### CHALLENGE:
Report every line of the data below that contains the word "blue". Case counts.

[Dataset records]
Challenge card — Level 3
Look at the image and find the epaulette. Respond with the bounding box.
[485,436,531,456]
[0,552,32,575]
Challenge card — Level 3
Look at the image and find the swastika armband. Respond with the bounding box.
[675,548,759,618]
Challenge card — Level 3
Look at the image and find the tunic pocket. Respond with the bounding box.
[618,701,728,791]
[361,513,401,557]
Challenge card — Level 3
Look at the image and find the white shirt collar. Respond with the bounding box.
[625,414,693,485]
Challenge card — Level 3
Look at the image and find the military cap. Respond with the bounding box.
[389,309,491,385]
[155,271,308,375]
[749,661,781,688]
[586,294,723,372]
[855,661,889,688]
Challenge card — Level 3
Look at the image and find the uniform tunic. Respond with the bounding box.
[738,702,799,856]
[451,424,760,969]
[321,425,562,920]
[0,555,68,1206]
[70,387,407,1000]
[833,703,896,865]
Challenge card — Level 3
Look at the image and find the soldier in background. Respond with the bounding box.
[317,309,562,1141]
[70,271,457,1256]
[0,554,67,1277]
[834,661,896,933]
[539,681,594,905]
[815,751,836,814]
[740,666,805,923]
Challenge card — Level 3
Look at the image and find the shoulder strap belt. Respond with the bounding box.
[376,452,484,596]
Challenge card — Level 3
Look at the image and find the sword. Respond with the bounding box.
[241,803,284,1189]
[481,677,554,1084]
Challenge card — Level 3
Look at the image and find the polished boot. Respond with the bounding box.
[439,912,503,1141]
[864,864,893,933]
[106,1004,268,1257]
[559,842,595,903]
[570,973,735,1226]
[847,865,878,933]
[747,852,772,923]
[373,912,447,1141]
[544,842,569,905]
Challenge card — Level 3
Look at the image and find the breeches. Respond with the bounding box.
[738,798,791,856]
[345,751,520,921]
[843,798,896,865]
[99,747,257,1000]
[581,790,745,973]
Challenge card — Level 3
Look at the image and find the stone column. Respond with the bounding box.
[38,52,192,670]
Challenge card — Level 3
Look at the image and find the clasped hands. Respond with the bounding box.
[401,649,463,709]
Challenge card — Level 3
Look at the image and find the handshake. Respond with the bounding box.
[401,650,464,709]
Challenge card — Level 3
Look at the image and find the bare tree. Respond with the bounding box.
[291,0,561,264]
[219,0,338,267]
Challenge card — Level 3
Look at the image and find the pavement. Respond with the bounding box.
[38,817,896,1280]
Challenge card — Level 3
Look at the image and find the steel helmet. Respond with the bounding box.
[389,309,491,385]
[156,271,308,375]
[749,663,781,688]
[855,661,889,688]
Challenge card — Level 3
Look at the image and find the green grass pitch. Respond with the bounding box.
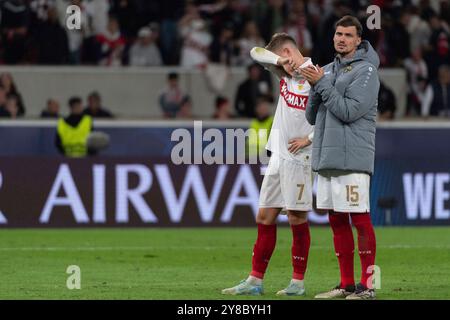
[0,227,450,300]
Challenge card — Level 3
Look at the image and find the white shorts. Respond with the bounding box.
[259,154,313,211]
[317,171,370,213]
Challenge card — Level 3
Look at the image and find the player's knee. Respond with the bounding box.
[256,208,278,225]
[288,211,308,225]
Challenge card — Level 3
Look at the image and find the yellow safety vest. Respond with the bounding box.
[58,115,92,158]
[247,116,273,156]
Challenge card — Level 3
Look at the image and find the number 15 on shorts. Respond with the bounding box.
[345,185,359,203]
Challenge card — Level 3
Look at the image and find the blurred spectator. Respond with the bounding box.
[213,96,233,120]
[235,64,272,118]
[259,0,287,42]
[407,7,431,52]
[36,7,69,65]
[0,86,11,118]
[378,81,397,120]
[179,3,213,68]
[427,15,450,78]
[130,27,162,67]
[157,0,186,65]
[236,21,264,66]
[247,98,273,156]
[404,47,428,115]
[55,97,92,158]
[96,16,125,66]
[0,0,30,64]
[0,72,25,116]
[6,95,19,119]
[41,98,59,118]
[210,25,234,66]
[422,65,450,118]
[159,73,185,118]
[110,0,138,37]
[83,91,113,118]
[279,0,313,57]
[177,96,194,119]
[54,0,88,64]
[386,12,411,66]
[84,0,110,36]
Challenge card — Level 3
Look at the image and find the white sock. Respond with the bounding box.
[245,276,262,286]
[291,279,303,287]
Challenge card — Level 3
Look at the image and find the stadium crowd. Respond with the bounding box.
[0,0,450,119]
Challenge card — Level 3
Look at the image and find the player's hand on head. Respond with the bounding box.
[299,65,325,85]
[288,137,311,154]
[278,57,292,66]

--

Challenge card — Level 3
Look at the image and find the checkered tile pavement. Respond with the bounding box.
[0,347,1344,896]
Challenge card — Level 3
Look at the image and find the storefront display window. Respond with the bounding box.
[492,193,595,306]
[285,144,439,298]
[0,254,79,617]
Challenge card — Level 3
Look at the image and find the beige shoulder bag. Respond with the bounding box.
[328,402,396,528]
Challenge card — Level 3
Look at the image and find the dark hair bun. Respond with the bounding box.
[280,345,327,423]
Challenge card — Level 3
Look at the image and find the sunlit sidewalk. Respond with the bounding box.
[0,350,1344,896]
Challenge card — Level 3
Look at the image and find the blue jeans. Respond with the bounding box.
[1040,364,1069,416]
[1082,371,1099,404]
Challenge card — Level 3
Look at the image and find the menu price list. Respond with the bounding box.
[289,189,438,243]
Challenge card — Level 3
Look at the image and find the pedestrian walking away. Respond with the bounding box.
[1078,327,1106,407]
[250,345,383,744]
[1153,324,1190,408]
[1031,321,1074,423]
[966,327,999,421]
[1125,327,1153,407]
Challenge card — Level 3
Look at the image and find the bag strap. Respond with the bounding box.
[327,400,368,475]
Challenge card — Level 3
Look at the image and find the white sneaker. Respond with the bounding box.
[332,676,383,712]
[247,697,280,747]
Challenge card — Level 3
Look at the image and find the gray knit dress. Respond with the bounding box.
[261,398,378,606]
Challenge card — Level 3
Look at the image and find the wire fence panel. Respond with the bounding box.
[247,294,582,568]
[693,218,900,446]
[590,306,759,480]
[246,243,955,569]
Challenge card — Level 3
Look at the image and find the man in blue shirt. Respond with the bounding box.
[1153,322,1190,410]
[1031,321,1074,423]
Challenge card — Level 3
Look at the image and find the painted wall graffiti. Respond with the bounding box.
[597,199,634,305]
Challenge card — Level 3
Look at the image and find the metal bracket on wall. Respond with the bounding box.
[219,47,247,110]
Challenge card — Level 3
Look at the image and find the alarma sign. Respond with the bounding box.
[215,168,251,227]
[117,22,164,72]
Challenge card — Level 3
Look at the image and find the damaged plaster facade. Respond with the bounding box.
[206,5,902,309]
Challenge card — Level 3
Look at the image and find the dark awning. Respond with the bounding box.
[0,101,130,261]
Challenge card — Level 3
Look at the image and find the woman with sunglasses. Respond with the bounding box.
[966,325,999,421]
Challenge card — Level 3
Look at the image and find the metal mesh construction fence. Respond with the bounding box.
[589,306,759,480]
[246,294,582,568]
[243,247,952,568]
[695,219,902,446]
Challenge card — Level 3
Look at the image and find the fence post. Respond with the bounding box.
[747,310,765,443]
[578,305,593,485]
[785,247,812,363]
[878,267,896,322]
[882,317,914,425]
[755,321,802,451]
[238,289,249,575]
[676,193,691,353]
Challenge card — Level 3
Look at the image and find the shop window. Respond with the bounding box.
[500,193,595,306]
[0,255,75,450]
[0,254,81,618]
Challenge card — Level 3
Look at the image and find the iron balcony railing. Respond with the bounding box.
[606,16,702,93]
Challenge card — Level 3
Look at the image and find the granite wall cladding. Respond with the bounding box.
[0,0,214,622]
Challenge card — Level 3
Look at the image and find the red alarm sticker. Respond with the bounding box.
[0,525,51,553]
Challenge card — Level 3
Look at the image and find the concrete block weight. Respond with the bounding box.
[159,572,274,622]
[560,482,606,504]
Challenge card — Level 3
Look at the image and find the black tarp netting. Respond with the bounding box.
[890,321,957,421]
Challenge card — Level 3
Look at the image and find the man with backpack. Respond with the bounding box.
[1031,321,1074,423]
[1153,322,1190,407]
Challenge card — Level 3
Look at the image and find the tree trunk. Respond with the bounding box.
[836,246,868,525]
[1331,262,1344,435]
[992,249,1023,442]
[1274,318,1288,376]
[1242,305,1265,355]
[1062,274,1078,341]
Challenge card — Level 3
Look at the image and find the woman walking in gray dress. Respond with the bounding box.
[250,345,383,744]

### PROBLEM SOLUTION:
Look at the image and find the blue jeans. Respond with the bounding box.
Look at the image and find the man in blue shirt. Respond with the bounding box.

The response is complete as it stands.